## Aim of the exercise
Copy the material word for word, starting at the line that contains "oven handle with a point." and ending at the last line of the material, with both ends included.

## Material to process
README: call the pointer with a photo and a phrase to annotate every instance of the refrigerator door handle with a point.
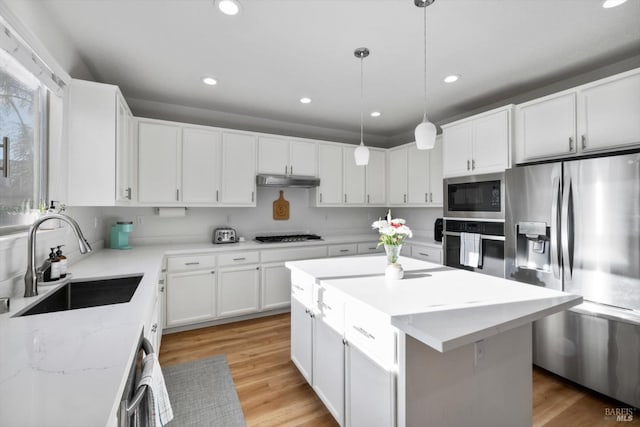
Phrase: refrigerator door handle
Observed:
(555, 225)
(566, 234)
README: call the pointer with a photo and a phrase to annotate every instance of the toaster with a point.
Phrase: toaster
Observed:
(224, 235)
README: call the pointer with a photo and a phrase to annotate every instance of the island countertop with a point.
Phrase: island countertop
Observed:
(442, 307)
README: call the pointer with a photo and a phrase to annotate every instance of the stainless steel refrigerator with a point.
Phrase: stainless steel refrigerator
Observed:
(575, 226)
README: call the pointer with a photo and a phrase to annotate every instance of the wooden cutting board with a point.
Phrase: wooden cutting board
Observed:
(281, 208)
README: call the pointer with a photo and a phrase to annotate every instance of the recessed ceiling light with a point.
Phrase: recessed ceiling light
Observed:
(209, 81)
(607, 4)
(228, 7)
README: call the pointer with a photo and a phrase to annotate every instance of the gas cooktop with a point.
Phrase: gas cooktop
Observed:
(287, 238)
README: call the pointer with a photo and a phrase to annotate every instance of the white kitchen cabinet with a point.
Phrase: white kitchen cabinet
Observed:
(238, 290)
(353, 178)
(302, 338)
(370, 391)
(99, 169)
(200, 166)
(286, 156)
(159, 162)
(329, 171)
(191, 297)
(238, 169)
(478, 144)
(376, 177)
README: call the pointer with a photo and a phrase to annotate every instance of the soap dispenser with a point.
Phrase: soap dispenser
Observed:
(63, 262)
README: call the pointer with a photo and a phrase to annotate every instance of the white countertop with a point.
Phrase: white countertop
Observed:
(445, 308)
(68, 368)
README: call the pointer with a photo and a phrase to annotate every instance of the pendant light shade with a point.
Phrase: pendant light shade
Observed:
(425, 132)
(361, 154)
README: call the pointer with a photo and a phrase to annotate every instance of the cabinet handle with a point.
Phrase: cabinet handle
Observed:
(364, 332)
(5, 156)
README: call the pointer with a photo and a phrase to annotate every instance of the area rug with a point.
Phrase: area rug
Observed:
(202, 393)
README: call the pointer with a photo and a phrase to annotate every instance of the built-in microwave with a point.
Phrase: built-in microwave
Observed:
(475, 196)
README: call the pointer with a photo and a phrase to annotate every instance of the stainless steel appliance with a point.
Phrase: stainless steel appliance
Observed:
(280, 238)
(575, 226)
(491, 245)
(475, 196)
(224, 235)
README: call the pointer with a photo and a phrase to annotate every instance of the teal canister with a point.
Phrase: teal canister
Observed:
(120, 234)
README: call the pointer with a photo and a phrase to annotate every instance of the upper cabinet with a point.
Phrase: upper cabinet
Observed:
(98, 127)
(478, 144)
(599, 116)
(286, 156)
(417, 175)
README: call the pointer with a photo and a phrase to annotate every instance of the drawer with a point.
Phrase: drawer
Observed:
(233, 258)
(329, 306)
(371, 332)
(191, 262)
(370, 248)
(293, 254)
(341, 250)
(426, 253)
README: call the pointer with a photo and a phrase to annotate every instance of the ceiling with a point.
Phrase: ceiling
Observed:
(277, 51)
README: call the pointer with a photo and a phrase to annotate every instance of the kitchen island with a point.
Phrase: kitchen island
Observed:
(441, 347)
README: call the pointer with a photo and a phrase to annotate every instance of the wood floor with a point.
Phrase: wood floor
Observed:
(273, 393)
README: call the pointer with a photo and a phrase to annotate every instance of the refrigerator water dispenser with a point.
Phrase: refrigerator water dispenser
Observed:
(532, 246)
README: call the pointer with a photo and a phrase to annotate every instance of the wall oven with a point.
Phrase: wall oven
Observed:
(475, 197)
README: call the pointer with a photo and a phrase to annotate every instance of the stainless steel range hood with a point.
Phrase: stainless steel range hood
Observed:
(295, 181)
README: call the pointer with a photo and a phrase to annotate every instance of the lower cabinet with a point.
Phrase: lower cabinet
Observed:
(191, 297)
(370, 391)
(238, 290)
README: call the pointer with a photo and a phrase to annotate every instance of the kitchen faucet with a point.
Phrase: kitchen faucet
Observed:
(31, 277)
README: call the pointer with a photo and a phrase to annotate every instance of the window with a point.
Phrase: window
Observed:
(23, 150)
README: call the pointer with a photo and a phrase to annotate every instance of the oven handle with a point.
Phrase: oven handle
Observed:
(482, 236)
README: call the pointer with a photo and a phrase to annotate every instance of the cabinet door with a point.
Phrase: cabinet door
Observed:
(397, 176)
(435, 173)
(238, 169)
(238, 291)
(352, 178)
(275, 286)
(190, 297)
(273, 155)
(200, 171)
(158, 160)
(370, 391)
(418, 175)
(328, 368)
(302, 158)
(301, 338)
(124, 153)
(546, 128)
(376, 178)
(490, 143)
(610, 114)
(456, 149)
(330, 173)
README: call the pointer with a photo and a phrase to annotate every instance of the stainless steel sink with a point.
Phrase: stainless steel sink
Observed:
(84, 294)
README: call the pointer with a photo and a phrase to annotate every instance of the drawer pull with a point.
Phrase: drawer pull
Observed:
(364, 332)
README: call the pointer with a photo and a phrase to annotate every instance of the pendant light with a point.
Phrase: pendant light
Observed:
(425, 132)
(361, 154)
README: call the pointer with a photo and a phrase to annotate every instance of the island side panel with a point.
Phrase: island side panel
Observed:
(485, 384)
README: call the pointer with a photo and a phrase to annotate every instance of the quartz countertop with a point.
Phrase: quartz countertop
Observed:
(442, 307)
(69, 368)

## Full output
README: call the pointer with a photo and a phrase to annotate every instance of the oven handle with a point.
Phrase: oven handle
Observed:
(482, 236)
README: call the pointer with a photo and a phrase to annotate every instance of the cabinet door with a point.
Phrase: cabinet door
Observed:
(397, 176)
(435, 173)
(238, 169)
(238, 291)
(352, 178)
(275, 286)
(190, 297)
(273, 155)
(200, 171)
(158, 160)
(370, 391)
(418, 175)
(328, 368)
(302, 158)
(301, 338)
(124, 153)
(546, 128)
(376, 178)
(490, 143)
(610, 114)
(456, 149)
(330, 173)
README: call the pointer with a photo and a phrase to annotate every instance of the stainless steel sink with a point.
Phrase: stainless steel sink
Observed:
(84, 294)
README: call the pointer with a photo and a phrase to annotate every instance of the drawer pull with a point.
Phrase: drawer pull
Observed:
(364, 332)
README: call the pointer with a photo and a phrase to annotate every instance of the pendant light with a point.
Phrase: pendant light
Observed:
(425, 132)
(361, 154)
README: call the pointer with a photo and a phrase to annotate every instance of the island side panel with a point.
Phrase: island side panel
Observed:
(485, 384)
README: call the pointer with a photo and a phrase to annotate every instance of the quartz countertop with a point.
Phrase: quartz countertop
Observed:
(442, 307)
(69, 368)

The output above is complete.